Can you update the material from the line containing "Drop one dot on each instance of the antenna" through its end, inclusive, by replacing "walking" with "strolling" and changing nothing else? Return only those lines.

◇ ◇ ◇ ◇ ◇

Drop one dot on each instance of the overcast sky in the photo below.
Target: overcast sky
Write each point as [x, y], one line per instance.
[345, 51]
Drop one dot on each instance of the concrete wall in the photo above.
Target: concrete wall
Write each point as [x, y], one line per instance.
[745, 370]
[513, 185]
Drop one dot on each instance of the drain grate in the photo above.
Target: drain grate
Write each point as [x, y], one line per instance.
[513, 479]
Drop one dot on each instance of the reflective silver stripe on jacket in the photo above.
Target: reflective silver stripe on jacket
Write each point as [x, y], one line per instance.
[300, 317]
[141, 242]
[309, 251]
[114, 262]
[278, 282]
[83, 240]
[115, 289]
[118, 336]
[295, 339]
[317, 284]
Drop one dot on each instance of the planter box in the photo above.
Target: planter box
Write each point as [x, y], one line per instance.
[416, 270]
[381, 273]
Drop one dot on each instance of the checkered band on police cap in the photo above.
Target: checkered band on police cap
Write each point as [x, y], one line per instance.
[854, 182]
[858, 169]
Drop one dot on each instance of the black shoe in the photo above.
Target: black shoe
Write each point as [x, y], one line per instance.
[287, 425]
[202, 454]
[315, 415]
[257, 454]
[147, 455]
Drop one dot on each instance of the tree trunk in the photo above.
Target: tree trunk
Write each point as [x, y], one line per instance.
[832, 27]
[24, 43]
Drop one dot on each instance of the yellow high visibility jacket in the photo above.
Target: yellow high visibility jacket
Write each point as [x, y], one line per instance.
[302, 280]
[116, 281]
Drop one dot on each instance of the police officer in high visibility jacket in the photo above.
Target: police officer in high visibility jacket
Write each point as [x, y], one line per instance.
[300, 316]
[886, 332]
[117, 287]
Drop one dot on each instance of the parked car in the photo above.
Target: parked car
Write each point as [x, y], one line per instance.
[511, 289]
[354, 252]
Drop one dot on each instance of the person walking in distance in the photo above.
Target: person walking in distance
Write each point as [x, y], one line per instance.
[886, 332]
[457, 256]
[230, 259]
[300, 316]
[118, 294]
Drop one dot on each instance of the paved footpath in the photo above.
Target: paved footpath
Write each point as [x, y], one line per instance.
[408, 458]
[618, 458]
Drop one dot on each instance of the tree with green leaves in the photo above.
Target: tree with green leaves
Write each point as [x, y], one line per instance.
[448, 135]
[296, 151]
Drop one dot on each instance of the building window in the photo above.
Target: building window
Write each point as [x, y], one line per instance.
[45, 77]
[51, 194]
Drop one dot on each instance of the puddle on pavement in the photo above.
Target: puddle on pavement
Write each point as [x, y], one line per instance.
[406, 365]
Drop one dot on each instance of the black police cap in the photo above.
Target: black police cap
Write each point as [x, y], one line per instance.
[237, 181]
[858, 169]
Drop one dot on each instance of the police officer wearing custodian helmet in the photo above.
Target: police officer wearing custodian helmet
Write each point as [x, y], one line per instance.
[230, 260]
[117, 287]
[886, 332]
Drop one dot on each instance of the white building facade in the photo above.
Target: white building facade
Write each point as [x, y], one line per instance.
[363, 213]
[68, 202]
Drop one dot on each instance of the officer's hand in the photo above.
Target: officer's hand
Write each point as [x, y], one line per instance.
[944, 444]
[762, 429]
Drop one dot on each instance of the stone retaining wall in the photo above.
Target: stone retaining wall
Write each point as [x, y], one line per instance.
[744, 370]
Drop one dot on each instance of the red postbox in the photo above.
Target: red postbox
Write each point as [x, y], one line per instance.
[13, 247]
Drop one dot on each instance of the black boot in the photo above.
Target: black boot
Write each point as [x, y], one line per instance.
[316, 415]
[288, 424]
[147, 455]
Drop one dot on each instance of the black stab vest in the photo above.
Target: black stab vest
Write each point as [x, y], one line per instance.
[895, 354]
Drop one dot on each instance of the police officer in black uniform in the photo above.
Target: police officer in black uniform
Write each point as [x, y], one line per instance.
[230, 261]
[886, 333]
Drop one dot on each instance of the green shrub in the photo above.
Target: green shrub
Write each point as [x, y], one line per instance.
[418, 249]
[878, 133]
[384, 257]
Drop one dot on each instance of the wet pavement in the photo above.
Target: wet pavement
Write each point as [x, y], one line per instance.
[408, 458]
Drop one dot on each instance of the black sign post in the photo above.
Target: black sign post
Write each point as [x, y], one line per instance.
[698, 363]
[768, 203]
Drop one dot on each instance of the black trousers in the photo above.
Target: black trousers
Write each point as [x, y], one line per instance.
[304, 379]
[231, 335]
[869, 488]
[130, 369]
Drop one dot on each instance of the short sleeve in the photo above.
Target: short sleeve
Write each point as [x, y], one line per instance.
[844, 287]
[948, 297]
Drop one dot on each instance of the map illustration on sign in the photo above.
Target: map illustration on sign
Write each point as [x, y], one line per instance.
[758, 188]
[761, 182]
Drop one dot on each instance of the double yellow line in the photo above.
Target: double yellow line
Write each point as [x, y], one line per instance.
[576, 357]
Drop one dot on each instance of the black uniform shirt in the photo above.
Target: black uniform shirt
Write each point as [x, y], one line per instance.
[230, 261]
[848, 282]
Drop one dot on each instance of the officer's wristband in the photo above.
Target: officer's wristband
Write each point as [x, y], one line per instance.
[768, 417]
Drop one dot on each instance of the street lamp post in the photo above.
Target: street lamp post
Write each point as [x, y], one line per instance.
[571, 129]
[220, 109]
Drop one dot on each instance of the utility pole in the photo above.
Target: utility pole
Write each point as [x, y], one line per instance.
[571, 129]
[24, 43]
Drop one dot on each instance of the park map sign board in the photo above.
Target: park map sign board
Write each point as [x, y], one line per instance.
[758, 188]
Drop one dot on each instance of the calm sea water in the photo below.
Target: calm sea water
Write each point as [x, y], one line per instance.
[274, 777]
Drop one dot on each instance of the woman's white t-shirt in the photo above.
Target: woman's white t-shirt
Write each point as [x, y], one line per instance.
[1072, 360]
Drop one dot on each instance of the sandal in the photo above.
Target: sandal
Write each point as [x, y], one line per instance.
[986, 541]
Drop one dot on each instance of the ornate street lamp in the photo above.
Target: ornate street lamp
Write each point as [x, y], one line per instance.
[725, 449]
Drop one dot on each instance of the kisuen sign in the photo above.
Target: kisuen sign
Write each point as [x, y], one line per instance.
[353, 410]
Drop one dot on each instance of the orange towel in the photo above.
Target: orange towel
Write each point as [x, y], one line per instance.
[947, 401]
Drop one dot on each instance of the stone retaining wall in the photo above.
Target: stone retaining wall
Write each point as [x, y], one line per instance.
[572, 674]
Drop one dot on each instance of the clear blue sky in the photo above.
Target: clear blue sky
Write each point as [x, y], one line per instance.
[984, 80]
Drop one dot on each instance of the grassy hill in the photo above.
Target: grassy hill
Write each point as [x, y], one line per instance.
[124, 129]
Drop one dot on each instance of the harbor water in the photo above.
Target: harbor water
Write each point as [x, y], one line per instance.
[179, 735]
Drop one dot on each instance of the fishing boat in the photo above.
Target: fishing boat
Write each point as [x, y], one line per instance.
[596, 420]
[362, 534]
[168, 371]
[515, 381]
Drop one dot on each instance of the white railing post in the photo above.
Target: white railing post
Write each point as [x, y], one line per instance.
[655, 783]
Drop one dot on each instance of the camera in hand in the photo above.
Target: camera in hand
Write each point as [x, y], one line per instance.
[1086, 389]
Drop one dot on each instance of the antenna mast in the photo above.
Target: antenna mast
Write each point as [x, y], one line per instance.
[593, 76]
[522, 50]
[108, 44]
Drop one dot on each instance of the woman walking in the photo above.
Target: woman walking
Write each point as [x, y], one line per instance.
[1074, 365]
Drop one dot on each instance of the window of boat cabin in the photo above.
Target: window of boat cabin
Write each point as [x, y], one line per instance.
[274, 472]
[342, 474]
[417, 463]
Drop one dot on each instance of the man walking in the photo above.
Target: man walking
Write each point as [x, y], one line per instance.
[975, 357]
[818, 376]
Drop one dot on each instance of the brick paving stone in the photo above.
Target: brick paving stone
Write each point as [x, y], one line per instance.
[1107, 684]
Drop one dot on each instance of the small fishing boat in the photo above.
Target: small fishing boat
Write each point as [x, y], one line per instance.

◇ ◇ ◇ ◇ ◇

> **Reply to the exercise**:
Drop one dot on each instance of the antenna mast in the photo above.
Target: antenna mast
Write each point as [x, y], one line per instance.
[593, 76]
[522, 50]
[108, 44]
Drop one dot on each instance of the woman strolling in the photo above.
Target: woman strolling
Write each point as [x, y], one line per instance.
[1074, 365]
Drop one dot on each instance of the window of boat cabin in the photo above.
Target: window of boat cabin
Write each point as [x, y], one line per instance.
[274, 472]
[342, 474]
[417, 463]
Drop one dot on each instance of the man strolling in the photo above.
Target: man strolling
Write each point as [x, y], one line per instance.
[975, 357]
[818, 376]
Drop one dot on each instance of the brick paving stone in the photo above.
Target: brick paving stone
Write each point as [x, y], one line per instance.
[1107, 684]
Drop one dot on each instance of the small fishing boat in the photo above.
Target: small fishing boat
Write each point as [x, y], one line per instance.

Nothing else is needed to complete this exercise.